Aufgabe
Entnimm dem Lesetext über Kuba den Abschnitt von „Nach den Revolutionen“ bis einschließlich „mehr ändern ließ.“ in genau seinem Wortlaut.

╭─ Lesetext

Den Höhepunkt der Absurdität und Perfektion erreicht dieses Apartheidsystem sicher in Varadero, was ein reines Touristenghetto ist zu dem nur ausgesuchte Kubaner unter strengen Voraussetzungen Zugang haben.
Nach den Revolutionen in arabischen Ländern wird offensichtlich, dass ein rückständiger totalitäter Staat massive Angst vor Informationsfreiheit haben muss, wenn die Macht gesichert werden soll. Mal sehen, wie lange das kubanische Regime seine Untergebenen von freien Informationen fernhalten kann.
Die gestern angekündigten Reformen werden daran wenig ändern – sie legalisieren lediglich die Realität, die sich ohnehin nicht mehr ändern ließ.

╰─
╭─ Bereitgestellte Daten

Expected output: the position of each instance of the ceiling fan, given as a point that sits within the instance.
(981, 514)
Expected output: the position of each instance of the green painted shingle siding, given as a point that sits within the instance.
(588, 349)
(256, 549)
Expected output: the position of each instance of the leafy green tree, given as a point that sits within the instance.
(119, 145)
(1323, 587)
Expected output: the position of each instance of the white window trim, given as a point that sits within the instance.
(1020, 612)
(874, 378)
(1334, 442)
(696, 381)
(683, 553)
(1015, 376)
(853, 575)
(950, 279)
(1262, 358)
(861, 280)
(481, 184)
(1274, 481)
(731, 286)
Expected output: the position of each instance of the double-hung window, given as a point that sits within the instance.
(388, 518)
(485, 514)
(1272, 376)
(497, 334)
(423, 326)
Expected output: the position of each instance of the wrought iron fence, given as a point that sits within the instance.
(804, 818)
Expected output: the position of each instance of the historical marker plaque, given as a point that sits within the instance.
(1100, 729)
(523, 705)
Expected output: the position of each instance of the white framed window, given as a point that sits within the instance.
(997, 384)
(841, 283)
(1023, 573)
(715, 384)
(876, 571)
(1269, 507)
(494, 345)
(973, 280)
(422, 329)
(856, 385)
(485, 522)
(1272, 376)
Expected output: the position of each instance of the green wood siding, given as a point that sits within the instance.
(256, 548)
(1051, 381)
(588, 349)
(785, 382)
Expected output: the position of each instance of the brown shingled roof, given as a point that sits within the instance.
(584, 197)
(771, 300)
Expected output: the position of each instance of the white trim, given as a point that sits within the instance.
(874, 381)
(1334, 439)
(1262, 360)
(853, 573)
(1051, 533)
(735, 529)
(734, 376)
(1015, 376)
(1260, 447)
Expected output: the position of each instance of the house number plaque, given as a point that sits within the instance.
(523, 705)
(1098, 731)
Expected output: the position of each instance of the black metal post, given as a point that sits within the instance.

╰─

Vollständige Lösung
Nach den Revolutionen in arabischen Ländern wird offensichtlich, dass ein rückständiger totalitäter Staat massive Angst vor Informationsfreiheit haben muss, wenn die Macht gesichert werden soll. Mal sehen, wie lange das kubanische Regime seine Untergebenen von freien Informationen fernhalten kann.
Die gestern angekündigten Reformen werden daran wenig ändern – sie legalisieren lediglich die Realität, die sich ohnehin nicht mehr ändern ließ.